# WORK TO BE COMPLETED
Any images in the records should be skipped; transcribe the rest exactly.

(Natural-language object grounding data)
-- Opening Marker --

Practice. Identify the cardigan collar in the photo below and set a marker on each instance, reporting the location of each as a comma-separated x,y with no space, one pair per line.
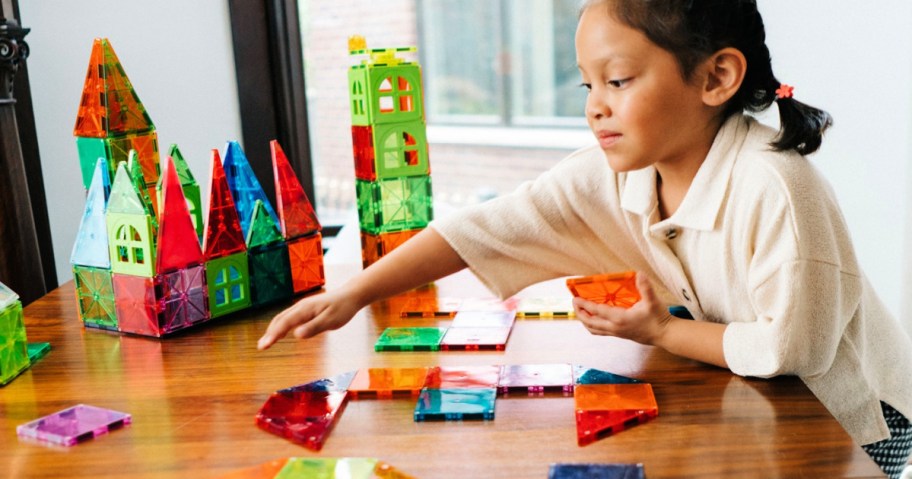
703,201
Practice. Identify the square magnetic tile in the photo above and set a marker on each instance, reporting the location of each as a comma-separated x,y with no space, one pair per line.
455,404
410,339
73,425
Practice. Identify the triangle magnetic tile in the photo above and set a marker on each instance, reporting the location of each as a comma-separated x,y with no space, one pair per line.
244,186
178,245
91,246
586,375
223,235
296,213
455,404
263,229
605,409
617,290
335,383
124,197
304,417
535,378
384,383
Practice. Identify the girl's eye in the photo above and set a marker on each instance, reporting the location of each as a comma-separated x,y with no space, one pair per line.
619,83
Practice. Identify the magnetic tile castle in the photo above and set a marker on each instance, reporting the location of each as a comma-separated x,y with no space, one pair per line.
389,142
145,261
606,403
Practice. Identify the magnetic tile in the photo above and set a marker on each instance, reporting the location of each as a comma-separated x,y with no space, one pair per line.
384,383
606,409
424,307
73,425
612,289
484,319
474,339
535,378
455,404
304,417
410,339
338,383
596,471
451,377
545,308
586,375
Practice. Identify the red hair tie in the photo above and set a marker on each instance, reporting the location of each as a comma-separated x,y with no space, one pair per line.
785,91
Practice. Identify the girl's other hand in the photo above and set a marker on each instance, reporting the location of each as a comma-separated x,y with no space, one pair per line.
644,322
311,316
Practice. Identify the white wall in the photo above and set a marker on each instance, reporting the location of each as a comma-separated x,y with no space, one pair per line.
855,61
178,55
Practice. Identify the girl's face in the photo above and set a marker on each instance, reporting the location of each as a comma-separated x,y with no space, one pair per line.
640,108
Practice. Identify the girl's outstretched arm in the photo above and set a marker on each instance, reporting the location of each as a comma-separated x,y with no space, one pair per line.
649,322
420,260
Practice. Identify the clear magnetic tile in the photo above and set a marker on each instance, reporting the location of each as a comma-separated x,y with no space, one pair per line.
545,308
455,404
475,339
484,319
37,351
384,383
596,471
304,417
586,375
425,307
450,377
337,383
535,378
73,425
410,339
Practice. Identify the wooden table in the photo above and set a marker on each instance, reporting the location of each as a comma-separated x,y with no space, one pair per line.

-- Closing Marker --

# TASK OUTPUT
Practice. Identify the cardigan collar in the photo below and set a marker on each instance, reporting the location of each as a comma-separated x,y with no space, one pair per line.
703,201
Practice. Identify the square magnetic tile in the photo above and set a marker on each instance, reporting the location of each as a comma-separated x,y with no space, one pair per line.
455,404
410,339
73,425
Practice. Identify the triangle magnetic tile in the photo above and set a marker on each instance, reporting the location of each as a comma-separated x,y with no space, one pair per line.
244,186
178,245
91,246
586,375
223,235
296,213
455,404
263,229
605,409
617,290
335,383
124,197
304,417
535,378
384,383
Practice. Identify the girl's eye in the photo above and set a marker on each instance, reporting the location of each as a comma-separated x,y with no space, one pair per line.
619,83
Practice. Identify the magnetic tile castle in the photo above and set a marker on each instance, reporting the location of each as a comma-separated x,y with no space, one pair per line.
389,142
145,261
606,403
Practice. Identify the magnetic tile in the photo above and set a marker on each instance, reporting the location of each as a comma-separated x,y with no space, one pair per line.
384,383
606,409
424,307
73,425
612,289
484,319
474,339
535,378
455,404
304,417
410,339
338,383
596,471
451,377
545,308
586,375
Practice. Identify the red hair tie in the photo above and set a marker on each instance, reporting the location of each as a comma-separated x,y with no space, one pair per line.
785,91
Practice. Identify the girl's other hand in the photo above and set a marker on each instance, reporting the location of each as a comma-separated x,y with no space, one pair per line.
644,322
311,316
Practice. Identify the white wall in the photo above and set a marker on each instance, reporting the location of each as a comma-separated x,y with no space, one pair per line.
855,61
178,55
Practice. Identify the girl's face in the photo above and set a marker on each instance, reporting the location of each as a comma-separated x,y with no space, one pair per line.
640,108
Practice. Identify the girl's outstretched arm in the photo above and set a marker on each instance, reporting the location of each as a comma-separated x,y with no space, one pair per line.
649,322
420,260
Practice. Identify the clear magnetic tile in the photo above and set a marker on each instance, reporting the location of each as a comma-separated x,y with no space, one pair per line.
545,308
455,404
475,339
484,319
37,351
384,383
596,471
304,417
586,375
425,307
450,377
337,383
535,378
73,425
410,339
Practice. Identify the wooden table in the photo above and set a marker on each instance, reporting the location of each as a comma-separated x,y with no space, one pair per line.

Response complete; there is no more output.